### Reading text ###

Director George Romero commits the cardinal sin of attaching a group of completely unlikable characters to a story that not only is uninteresting, but ridiculous, even in a genre that saw a zombie fight a shark (the fast-paced Zombie) and nude anthropology (the wholly superior piece of trash Hell Of The Living Dead).
The idea that three scientists would be living in an underground storage facility with about twelve military men and be working on a project to try and train zombies to behave is reminiscent of other pointless science projects like when Dr. Butcher was doing brain transplants to turn cannibals into zombies in the busy classic Zombie Holocaust.
The opening shot shows a large city in Florida deserted except for zombies, tumbleweed and newspapers that just happen to blow by with their headlines displaying “The Dead Walk” just in case I wasn’t sure what this movie was all about.
The four people who pass for our heroes are on a reconnaissance mission to see if there any other survivors in the area. They see no one and can’t raise anybody on the radio, making it evident that civilization as we know it has completely ceased to exist.
The scenario that Romero posits then doesn’t really seem to allow for a group of people hanging around in a big tunnel trying to teach zombies to appreciate “Ode To Joy” or the pleasures of reading Stephen King’s Salem’s Lot.
The movie sets up the conflict between the human survivors at this facility by dividing them into two equally distasteful groups: the angry, dimwitted military guys and the egghead scientists who spend most of the movie covering up for Dr. Logan and his insane experiments on zombies as well as the corpses of recently deceased soldiers.
On the one hand, the soldiers lead by the insane Rhodes (“I’m running this monkey farm now!”) are simpletons who constantly threaten the scientists and make rude remarks to them to the point that their use of profanity (particularly by Rhodes’s two men, Steele and Rickles) turns into comic relief.
On the other hand, the scientists are completely out of touch nerds who are wasting time and resources on idiotic experiments and deserve to be threatened. What am I to do as a viewer when confronted by two such sets of unsympathetic characters? Four words: Bring on the zombies!
And no, I don’t mean that big green Frankenstein Monster wannabe Bub either. Bub is Dr. Logan’s “star pupil” as one of the characters sarcastically puts it. Logan keeps Bub chained up in the lab and gives him things that he may remember from his former life. Stuff like a razor, a telephone and even an automatic pistol!
Dr. Logan made sure it was unloaded, since that’s the kind of safety the NRA preaches when giving guns to zombies, but later on someone goes and leaves a loaded pistol lying around and well, it isn’t guns that kill people, it’s zombies with guns that kill people, right?
For most of the movie, everyone seems content to go about the daily routine of everyday life. Go down to the zombie corral to get some new test subjects for Dr. Logan, complain about how stupid Dr. Logan’s experiments are, make racist comments about the Hispanic soldier, and have staff meetings that usually end with Rhodes pulling his six shooter on someone and shouting a variety of words strong Christians like myself usually reserve for only the most extreme of circumstances such as when our favorite sports team isn’t going to cover the point spread for a third straight week.

### Available data ###

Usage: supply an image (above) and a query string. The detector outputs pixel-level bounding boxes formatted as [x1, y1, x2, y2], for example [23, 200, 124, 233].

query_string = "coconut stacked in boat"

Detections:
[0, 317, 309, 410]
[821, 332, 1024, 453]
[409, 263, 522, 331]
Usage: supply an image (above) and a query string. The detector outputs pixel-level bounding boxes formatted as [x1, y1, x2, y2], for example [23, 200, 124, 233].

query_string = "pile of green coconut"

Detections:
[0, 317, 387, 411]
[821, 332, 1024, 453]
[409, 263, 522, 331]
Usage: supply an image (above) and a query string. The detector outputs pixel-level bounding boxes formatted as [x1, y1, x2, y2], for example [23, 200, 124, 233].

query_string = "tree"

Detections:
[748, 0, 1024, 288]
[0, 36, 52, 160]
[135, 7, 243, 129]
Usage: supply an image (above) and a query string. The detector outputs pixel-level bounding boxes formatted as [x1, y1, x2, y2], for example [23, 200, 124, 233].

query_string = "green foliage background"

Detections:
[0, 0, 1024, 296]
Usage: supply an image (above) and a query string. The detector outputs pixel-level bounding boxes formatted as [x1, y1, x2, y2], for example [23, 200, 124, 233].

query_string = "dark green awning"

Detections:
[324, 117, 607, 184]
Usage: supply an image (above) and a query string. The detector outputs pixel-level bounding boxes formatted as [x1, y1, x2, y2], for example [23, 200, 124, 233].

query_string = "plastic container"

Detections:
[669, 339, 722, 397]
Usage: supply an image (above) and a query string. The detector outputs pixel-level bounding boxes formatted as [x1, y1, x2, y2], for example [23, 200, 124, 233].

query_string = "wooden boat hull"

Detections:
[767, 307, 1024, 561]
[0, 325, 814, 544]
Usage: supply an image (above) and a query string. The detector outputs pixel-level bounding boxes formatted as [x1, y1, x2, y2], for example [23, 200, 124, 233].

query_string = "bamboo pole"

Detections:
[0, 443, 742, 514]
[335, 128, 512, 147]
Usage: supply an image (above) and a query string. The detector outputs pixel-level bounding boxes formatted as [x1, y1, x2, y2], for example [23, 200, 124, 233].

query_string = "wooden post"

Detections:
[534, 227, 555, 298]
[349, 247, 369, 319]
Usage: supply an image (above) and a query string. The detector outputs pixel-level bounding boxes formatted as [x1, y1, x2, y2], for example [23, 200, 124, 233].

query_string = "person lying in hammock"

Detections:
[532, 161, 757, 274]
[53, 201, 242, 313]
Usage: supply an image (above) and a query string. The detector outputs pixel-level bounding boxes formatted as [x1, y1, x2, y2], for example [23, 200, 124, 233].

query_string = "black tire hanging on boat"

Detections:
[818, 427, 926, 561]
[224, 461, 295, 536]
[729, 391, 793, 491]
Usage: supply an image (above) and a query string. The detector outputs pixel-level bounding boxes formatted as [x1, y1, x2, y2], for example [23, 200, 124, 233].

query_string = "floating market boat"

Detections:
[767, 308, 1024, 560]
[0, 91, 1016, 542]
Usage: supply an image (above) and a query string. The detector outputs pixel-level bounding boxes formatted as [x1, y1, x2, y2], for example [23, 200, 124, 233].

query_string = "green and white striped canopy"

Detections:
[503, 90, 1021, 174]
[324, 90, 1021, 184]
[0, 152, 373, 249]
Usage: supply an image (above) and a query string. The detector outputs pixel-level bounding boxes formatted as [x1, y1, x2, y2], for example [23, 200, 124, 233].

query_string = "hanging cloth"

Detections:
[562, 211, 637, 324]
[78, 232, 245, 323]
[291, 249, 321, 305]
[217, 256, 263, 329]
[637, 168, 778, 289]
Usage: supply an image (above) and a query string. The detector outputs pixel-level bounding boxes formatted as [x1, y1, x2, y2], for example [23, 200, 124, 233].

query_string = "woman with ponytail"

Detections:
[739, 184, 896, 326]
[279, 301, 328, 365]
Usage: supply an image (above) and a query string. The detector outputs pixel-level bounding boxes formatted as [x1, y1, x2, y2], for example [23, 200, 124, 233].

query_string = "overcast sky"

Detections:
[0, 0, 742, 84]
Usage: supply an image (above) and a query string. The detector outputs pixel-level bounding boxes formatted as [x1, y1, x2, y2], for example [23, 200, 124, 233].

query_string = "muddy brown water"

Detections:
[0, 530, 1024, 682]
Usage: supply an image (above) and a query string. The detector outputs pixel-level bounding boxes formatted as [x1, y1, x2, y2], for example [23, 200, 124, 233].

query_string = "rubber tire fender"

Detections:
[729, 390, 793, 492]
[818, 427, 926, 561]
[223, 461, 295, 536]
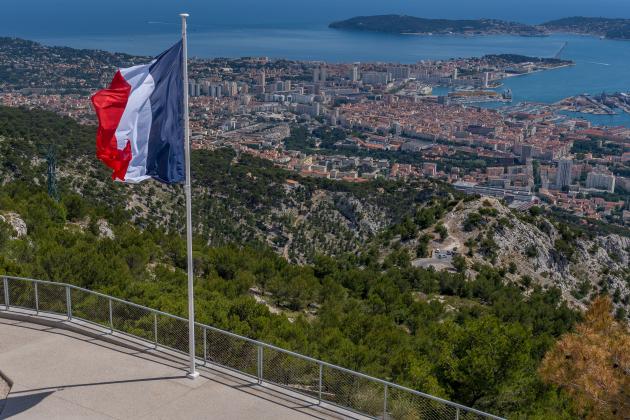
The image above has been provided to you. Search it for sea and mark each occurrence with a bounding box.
[6,19,630,127]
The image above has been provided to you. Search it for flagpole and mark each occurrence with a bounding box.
[179,13,199,379]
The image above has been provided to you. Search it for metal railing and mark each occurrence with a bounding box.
[0,276,502,420]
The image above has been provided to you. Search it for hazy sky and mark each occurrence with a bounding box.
[0,0,630,36]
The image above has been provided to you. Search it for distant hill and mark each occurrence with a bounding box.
[329,15,545,36]
[540,16,630,39]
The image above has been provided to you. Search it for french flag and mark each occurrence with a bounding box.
[92,41,186,184]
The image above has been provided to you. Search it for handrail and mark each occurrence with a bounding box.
[0,275,505,420]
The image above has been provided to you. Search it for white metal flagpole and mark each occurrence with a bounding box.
[180,13,199,379]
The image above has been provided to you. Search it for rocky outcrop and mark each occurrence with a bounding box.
[447,198,630,307]
[0,212,28,239]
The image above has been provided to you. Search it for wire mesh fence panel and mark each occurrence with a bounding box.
[112,300,155,341]
[37,283,67,314]
[206,329,258,376]
[70,289,110,328]
[155,314,188,353]
[322,366,385,417]
[459,408,488,420]
[263,348,319,397]
[387,387,462,420]
[7,279,35,309]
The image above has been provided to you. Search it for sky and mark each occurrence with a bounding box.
[0,0,630,36]
[0,0,630,37]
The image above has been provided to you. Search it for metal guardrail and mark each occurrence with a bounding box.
[0,276,503,420]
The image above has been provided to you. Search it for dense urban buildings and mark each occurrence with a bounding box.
[0,40,630,223]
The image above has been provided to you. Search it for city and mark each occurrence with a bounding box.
[0,37,630,225]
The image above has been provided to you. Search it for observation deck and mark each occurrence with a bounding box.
[0,276,502,420]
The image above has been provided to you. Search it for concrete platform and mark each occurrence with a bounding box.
[0,311,362,420]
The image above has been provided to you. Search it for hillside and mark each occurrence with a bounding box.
[0,107,452,263]
[0,98,628,419]
[540,16,630,39]
[329,15,544,36]
[444,198,630,313]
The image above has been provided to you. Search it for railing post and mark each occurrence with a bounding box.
[153,312,157,349]
[2,277,11,311]
[258,346,263,384]
[66,286,72,321]
[317,363,324,403]
[35,282,39,315]
[203,328,208,366]
[109,299,114,334]
[383,384,389,420]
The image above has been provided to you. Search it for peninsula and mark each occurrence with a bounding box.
[329,15,630,40]
[540,16,630,40]
[329,15,546,36]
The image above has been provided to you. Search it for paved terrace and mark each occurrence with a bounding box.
[0,312,362,420]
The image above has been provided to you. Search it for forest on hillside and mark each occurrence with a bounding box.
[0,109,628,419]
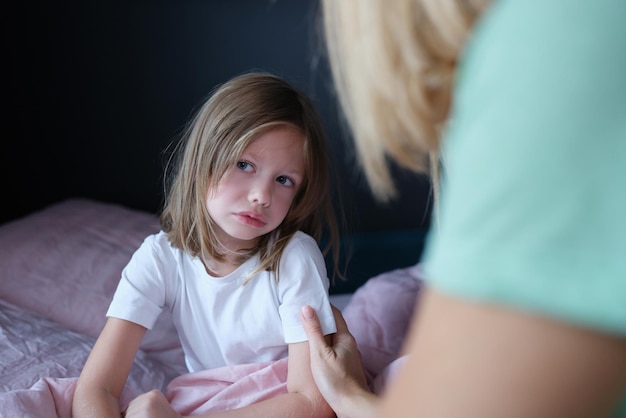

###

Reproduce the passage of the zombie movie review starting at "The scenario that" and ending at "into comic relief.".

The scenario that Romero posits then doesn’t really seem to allow for a group of people hanging around in a big tunnel trying to teach zombies to appreciate “Ode To Joy” or the pleasures of reading Stephen King’s Salem’s Lot.
The movie sets up the conflict between the human survivors at this facility by dividing them into two equally distasteful groups: the angry, dimwitted military guys and the egghead scientists who spend most of the movie covering up for Dr. Logan and his insane experiments on zombies as well as the corpses of recently deceased soldiers.
On the one hand, the soldiers lead by the insane Rhodes (“I’m running this monkey farm now!”) are simpletons who constantly threaten the scientists and make rude remarks to them to the point that their use of profanity (particularly by Rhodes’s two men, Steele and Rickles) turns into comic relief.